▸ What you should do: Pull out every line of the records below that contains the word "window". Case counts, so match it only where the capitalization is the same.

▸ Supplied entries:
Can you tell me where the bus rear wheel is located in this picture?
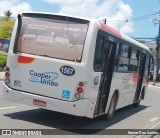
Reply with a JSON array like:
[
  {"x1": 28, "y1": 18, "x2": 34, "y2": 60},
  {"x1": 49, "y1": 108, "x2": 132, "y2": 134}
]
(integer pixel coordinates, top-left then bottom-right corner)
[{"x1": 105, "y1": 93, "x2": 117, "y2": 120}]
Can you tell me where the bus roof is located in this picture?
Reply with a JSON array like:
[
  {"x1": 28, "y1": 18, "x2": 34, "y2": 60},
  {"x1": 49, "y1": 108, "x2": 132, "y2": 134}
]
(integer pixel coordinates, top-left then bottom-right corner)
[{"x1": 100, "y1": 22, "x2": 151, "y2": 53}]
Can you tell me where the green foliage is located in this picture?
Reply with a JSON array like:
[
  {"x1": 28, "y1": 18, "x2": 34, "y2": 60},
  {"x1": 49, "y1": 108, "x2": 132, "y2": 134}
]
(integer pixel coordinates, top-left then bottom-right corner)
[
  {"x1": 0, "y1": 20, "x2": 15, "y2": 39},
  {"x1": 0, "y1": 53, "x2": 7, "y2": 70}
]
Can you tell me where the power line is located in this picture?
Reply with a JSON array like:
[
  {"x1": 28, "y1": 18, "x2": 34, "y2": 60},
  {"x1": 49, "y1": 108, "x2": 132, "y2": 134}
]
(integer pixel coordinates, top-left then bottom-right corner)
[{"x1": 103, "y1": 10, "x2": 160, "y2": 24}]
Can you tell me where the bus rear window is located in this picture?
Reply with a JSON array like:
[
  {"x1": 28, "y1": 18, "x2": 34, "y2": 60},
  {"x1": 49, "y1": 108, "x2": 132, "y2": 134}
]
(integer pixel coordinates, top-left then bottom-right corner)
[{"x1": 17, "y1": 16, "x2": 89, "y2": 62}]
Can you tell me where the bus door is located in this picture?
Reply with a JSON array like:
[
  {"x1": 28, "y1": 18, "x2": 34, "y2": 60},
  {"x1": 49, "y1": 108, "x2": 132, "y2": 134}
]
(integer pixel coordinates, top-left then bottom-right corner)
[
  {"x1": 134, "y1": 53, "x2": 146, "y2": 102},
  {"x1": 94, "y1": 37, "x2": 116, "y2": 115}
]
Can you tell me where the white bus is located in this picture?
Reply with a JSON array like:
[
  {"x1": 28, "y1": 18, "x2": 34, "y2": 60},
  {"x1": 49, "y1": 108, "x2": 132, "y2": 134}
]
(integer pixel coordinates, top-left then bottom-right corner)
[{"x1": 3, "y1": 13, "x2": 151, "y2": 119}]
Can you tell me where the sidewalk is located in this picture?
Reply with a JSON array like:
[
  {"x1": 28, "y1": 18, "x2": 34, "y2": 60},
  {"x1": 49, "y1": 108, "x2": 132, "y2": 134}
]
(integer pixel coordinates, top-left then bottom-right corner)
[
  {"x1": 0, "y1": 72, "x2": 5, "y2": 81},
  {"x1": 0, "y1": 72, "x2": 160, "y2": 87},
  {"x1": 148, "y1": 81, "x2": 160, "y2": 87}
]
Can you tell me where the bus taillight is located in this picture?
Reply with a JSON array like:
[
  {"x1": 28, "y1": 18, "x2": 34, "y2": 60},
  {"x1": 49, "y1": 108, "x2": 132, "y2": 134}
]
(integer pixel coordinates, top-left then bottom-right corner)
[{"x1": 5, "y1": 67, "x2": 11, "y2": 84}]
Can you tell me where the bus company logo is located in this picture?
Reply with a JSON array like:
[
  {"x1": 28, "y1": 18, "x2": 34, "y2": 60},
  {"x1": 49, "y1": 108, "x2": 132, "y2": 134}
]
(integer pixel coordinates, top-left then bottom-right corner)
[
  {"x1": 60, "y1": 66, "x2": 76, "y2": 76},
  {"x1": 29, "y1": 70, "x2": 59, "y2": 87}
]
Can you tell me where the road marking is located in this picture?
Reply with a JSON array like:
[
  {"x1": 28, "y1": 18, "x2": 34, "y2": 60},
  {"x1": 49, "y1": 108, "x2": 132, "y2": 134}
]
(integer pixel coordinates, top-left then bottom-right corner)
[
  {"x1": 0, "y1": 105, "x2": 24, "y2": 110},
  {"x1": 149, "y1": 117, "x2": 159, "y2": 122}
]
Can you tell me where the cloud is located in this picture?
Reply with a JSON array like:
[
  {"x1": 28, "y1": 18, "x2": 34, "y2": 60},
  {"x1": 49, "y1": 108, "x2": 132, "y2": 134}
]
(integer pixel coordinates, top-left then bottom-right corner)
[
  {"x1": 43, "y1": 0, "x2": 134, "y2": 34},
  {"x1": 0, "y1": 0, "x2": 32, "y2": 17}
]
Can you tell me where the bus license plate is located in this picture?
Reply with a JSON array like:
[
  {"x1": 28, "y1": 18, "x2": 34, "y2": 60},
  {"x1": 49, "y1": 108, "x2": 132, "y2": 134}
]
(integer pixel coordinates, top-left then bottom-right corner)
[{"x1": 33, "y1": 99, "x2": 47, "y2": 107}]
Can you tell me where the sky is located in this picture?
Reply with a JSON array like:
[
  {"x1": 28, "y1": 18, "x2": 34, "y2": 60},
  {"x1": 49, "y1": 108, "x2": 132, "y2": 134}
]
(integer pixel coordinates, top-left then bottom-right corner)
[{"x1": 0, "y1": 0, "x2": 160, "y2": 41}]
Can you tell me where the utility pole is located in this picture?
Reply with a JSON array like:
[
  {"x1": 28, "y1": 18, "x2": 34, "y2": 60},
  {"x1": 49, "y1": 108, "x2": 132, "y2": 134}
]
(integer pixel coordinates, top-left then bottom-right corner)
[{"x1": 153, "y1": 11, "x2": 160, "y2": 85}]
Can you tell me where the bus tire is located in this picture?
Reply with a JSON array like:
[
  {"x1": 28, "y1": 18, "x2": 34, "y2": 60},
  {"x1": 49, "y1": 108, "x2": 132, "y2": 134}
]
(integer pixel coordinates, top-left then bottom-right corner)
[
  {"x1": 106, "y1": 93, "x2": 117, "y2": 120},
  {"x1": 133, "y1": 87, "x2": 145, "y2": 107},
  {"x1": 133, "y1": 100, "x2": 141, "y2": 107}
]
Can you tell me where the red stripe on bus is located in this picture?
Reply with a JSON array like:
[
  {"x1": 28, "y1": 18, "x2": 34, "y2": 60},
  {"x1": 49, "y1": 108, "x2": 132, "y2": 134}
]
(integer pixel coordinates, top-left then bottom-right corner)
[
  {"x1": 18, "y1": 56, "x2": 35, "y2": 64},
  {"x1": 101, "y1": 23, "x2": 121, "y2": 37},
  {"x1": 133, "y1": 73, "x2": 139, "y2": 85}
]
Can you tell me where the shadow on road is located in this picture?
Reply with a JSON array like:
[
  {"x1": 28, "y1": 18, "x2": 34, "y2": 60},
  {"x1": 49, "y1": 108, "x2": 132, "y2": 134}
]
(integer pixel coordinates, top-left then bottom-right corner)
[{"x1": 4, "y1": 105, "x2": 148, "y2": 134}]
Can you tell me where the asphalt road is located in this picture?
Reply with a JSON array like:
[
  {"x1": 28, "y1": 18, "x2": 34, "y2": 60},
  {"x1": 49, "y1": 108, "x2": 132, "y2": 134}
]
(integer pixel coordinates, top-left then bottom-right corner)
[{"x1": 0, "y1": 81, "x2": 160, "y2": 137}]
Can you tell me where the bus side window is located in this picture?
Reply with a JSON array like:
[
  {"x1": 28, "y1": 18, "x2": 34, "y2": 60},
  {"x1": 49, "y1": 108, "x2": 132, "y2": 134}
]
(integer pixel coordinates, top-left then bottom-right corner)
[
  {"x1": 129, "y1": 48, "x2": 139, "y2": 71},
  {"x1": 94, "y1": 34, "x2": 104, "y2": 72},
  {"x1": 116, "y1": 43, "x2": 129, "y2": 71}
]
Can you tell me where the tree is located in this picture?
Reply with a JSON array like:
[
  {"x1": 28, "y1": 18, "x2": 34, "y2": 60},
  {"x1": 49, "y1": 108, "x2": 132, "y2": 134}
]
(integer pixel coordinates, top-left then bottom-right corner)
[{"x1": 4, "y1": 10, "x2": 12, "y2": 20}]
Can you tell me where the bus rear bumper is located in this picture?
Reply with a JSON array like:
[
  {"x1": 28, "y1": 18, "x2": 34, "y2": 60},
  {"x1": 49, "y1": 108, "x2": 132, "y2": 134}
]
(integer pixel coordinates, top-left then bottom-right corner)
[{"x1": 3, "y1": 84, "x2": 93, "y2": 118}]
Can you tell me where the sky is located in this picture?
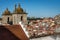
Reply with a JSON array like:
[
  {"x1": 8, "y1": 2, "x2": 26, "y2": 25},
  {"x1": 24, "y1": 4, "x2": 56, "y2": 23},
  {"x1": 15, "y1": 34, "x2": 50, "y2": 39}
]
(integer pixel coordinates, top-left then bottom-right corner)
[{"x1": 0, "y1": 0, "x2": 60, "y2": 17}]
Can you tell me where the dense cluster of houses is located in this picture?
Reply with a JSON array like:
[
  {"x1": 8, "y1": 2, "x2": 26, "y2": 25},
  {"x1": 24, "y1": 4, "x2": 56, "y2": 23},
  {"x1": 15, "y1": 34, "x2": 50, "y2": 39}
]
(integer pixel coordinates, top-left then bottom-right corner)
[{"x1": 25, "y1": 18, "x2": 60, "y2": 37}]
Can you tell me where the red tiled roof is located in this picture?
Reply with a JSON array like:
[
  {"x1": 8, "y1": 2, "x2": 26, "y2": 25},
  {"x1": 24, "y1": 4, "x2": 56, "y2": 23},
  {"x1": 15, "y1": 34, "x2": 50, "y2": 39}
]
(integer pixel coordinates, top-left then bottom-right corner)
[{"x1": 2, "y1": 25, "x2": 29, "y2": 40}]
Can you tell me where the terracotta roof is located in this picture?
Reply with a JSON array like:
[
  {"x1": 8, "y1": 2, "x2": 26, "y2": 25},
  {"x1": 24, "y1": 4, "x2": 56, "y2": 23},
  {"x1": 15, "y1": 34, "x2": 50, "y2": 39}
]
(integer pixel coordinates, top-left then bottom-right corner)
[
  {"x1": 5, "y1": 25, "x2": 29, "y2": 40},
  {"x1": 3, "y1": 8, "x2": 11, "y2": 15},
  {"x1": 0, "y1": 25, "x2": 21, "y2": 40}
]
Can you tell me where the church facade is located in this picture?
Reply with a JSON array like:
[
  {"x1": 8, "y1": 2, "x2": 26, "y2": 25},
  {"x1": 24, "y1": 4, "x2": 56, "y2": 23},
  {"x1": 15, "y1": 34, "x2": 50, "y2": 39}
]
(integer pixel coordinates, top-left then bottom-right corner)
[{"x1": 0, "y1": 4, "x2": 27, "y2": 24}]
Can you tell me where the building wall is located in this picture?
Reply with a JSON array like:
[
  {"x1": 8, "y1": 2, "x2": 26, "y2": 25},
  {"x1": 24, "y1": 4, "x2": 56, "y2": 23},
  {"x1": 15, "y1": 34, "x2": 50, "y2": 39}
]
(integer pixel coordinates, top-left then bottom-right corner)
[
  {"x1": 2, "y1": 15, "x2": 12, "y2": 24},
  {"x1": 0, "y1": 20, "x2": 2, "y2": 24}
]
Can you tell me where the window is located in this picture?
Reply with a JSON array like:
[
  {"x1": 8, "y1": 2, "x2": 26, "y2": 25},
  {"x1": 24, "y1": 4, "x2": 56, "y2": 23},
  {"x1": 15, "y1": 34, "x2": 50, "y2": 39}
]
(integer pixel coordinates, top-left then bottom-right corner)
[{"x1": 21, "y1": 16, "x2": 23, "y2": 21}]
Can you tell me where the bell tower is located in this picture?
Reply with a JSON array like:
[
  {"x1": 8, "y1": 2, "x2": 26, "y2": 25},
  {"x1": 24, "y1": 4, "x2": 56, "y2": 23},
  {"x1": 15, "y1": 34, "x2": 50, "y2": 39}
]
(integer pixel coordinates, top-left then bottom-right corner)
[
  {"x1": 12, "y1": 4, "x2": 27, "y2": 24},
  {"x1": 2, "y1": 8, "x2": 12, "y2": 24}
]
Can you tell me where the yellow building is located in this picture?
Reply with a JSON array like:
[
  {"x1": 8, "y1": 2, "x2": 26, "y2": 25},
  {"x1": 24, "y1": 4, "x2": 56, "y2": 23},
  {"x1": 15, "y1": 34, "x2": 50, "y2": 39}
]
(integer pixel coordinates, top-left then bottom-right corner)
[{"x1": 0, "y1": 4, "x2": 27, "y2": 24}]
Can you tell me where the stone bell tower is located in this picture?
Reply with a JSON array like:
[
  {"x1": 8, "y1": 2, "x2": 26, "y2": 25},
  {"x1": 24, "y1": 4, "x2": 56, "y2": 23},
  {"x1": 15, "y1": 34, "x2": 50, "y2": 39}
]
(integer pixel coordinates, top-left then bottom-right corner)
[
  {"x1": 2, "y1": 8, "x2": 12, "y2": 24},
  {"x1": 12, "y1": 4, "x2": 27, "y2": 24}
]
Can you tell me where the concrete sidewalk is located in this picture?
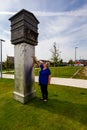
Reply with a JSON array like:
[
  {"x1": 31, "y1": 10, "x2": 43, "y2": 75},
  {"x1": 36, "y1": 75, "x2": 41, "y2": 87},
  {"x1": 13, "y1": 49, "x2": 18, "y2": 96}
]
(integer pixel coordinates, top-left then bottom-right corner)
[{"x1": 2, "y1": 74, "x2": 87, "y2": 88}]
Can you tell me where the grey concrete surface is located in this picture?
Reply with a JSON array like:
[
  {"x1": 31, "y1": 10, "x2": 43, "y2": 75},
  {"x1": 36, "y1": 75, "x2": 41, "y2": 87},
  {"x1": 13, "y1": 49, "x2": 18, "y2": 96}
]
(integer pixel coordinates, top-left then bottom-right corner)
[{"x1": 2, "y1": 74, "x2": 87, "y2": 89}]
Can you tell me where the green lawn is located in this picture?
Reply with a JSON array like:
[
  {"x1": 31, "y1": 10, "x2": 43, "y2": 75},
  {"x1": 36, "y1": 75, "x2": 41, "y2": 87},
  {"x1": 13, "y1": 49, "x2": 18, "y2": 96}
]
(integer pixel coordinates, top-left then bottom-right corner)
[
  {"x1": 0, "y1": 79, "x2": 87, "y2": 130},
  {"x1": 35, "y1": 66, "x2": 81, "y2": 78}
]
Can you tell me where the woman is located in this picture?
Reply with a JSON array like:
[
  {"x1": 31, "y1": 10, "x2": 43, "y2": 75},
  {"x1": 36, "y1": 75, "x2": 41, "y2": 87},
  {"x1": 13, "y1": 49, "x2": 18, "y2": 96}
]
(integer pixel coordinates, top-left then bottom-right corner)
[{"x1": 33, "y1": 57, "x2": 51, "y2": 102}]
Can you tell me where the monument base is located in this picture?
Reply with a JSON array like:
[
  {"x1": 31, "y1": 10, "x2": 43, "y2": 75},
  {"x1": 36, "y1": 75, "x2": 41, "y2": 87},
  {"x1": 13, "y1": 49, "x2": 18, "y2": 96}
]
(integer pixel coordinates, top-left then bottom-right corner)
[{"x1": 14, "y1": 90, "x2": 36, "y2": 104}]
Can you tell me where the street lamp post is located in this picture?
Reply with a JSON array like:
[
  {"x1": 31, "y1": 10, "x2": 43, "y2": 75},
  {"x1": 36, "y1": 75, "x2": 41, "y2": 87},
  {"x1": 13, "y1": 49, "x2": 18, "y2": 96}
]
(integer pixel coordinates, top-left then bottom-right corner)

▸ Answer to the task:
Can you tell me where the bus rear window is located in this picture?
Can you tell me where the bus side window is located in this picture?
Can you tell me where the window is located in this picture?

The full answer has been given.